TECHNICAL RESCUE: Louisiana USAR Task Force Trains in Canine-Lift Techniques
By its very name, an urban search and rescue (USAR) task force must be able to search. The three standard search techniques are physical, technical and canine. All three have advantages and disadvantages that must be considered when a task force is deployed.
Canines are especially useful when a large area must be covered. A search dog can be a reliable indicator that a live person or human remains are present. On the other hand, dogs are very much affected by weather, wind, ambient temperature and other conditions. The scent flow through the spaces and crevices of a rubble pile can give false readings as to the location of a victim.
Louisiana Task Force 1 (LA TF-1), a state USAR team, has a strong canine search element. The task force has a memorandum of understanding with Louisiana Search and Rescue (LASAR), an organization of volunteers (see “Teamwork in Action: Training the New Orleans Fire Department Canine Search Team” in the June 2011 issue of Firehouse®). LASAR has an excellent training program. It takes approximately two years to prepare a dog and its handler for outside certification, and this is combined with a weekly, organized continuing education program to keep the teams finely tuned. LASAR has both live-person and human-remains search capabilities and deploys teams all over the country on a regular basis.
● ● ● ● ● ● ●
**Exercise 1:** Extract from the article on canine search in urban search and rescue the stretch from "Louisiana Task Force" through "a regular basis.".
**Exercise 2:**
Answer these questions using the article on canine search in urban search and rescue:
(a) What are the three standard search techniques for a USAR task force?
(b) About how long does it take to prepare a dog and its handler for outside certification?
(c) With what volunteer organization does Louisiana Task Force 1 have a memorandum of understanding?
**Exercise 3:** Proceed with the article on the Louisiana task force's canine search training, picking up after its last sentence.

Items from a dataset
● ● ● ● ● ● ●
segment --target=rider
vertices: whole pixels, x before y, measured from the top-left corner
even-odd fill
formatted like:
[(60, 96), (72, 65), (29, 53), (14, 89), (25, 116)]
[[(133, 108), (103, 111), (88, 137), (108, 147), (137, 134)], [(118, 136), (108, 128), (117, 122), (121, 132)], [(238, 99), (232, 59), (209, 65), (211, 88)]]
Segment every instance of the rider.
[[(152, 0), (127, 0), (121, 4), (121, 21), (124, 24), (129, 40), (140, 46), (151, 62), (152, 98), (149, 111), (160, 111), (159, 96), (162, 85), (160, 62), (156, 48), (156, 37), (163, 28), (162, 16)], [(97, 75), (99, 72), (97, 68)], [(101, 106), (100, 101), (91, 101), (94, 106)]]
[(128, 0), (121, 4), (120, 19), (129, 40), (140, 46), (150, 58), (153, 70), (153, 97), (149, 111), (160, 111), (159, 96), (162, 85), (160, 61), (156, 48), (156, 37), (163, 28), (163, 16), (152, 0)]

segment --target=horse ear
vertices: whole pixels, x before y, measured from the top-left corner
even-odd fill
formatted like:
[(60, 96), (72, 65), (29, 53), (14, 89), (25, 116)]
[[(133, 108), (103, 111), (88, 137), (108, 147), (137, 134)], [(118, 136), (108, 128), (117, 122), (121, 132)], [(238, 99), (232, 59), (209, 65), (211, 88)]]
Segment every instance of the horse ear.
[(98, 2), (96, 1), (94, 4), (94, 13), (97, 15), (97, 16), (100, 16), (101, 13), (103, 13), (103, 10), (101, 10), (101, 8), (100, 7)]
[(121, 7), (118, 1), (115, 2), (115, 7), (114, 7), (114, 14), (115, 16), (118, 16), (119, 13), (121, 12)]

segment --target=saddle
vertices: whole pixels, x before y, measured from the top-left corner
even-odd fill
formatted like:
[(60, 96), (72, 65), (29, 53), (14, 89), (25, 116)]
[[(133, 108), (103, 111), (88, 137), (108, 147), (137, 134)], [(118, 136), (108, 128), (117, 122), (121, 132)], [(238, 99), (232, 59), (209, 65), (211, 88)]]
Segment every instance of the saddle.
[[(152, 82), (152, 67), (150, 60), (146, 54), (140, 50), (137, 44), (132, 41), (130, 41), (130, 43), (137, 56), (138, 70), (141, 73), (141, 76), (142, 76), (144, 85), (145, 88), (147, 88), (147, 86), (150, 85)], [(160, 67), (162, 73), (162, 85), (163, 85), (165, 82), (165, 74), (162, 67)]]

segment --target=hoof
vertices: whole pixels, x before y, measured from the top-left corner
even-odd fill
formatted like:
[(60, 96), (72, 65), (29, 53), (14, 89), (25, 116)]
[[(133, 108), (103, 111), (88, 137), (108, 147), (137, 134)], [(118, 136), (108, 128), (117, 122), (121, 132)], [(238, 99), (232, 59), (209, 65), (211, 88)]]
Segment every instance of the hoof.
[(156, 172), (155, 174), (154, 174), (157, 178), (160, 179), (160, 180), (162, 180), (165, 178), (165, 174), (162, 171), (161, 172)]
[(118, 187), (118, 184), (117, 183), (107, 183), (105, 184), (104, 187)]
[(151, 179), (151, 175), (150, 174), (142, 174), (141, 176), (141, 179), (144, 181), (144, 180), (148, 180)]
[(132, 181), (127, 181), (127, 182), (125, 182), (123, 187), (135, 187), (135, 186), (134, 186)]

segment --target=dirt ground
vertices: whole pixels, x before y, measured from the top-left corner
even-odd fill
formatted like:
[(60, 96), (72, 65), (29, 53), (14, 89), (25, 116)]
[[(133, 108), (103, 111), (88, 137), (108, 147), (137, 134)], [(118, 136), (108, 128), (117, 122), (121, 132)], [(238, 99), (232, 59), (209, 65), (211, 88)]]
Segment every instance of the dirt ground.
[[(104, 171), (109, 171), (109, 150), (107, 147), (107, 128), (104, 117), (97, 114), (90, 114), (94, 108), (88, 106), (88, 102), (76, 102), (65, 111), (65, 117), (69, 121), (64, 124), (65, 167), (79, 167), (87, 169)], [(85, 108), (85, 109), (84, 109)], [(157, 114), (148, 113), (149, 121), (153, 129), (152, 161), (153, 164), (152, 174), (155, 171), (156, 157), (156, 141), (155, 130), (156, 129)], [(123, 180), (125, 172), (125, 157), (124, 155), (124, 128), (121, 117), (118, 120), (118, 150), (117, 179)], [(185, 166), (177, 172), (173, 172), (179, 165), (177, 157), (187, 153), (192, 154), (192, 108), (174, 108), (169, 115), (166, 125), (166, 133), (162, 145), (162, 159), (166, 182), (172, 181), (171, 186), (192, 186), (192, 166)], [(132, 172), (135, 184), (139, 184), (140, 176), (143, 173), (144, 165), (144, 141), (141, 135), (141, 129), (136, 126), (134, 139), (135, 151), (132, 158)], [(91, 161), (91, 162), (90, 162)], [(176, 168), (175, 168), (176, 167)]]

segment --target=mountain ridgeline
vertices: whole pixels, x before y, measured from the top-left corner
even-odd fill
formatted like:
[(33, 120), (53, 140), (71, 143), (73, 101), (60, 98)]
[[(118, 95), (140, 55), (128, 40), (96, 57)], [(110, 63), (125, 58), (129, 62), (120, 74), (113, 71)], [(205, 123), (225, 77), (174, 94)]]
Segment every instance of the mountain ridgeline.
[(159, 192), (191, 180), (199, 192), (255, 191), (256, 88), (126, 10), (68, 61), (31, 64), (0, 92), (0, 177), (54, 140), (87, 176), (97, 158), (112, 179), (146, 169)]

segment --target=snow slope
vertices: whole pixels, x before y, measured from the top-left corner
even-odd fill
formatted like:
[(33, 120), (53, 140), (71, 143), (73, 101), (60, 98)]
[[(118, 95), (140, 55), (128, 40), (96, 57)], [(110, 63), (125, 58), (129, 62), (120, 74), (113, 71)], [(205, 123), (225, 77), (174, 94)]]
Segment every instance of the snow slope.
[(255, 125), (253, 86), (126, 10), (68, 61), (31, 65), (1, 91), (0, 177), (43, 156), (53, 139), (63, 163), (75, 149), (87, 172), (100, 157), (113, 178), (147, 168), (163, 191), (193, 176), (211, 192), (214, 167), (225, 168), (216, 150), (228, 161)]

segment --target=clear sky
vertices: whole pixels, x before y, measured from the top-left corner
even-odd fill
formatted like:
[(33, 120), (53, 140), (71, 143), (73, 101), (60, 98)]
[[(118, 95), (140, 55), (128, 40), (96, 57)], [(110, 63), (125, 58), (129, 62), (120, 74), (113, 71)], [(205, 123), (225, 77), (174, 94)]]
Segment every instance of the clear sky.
● ● ● ● ● ● ●
**Result 1:**
Louisiana Task Force 1 (LA TF-1), a state USAR team, has a strong canine search element. The task force has a memorandum of understanding with Louisiana Search and Rescue (LASAR), an organization of volunteers (see “Teamwork in Action: Training the New Orleans Fire Department Canine Search Team” in the June 2011 issue of Firehouse®). LASAR has an excellent training program. It takes approximately two years to prepare a dog and its handler for outside certification, and this is combined with a weekly, organized continuing education program to keep the teams finely tuned. LASAR has both live-person and human-remains search capabilities and deploys teams all over the country on a regular basis.

**Result 2:**
(a) Physical, technical and canine.
(b) Approximately two years.
(c) Louisiana Search and Rescue (LASAR).

**Result 3:**
To maintain its USAR skills, LASAR trains with LA TF-1 throughout the year. In October 2011, inspired by training LASAR members had done in Alabama and by an article in a British technical rescue magazine, LA TF-1 decided to conduct a practical drill lifting canines using a rope system. Bill Schneider from Kansas TF-1 had given LASAR a canine harness as a gift, and his generosity moved me to buy the team another. Here was a chance to try them out. Several of our team members wondered when we would actually use such an application. I had to agree that there are not many situations where we would use the technique, but it always helps to have as many tools in the tool kit as possible to be ready for any eventuality. We decided to simulate lifting the dogs in a structure with limited access.
We decided to use the training tower at the New Orleans Fire Department’s Municipal Training Academy for the lift. Our plan was to lift the dogs to a landing on the second floor initially to test the system and the canines, and then re-rig and haul the dogs up through a window on the fifth floor. We built our 3:1 Z-rig haul system on the ground and sent a team member with a directional pulley and one end of the main line to establish a high point on the tower one floor above the target floor. I believe it is not only safer to build a haul system on the ground, but more efficient in that there is more room to “stretch” the system, resulting in fewer resets, which is important when dogs are suspended in harness at height. A top safety line was established on the target floor and a tag line was set up to keep the dogs from contacting the side of the structure during the lift.
The practice lift went well. The dogs accepted the harnesses well and were encouraged by their handlers and other team members as they were attached to the rope system. As the lift began, the handlers moved to the second-floor landing to be there when the dogs arrived to help calm them during the difficult transition back to the ground. All of the canines behaved magnificently, which did not surprise those of us who had worked with them before and had become accustomed to their discipline, intelligence and even dispositions.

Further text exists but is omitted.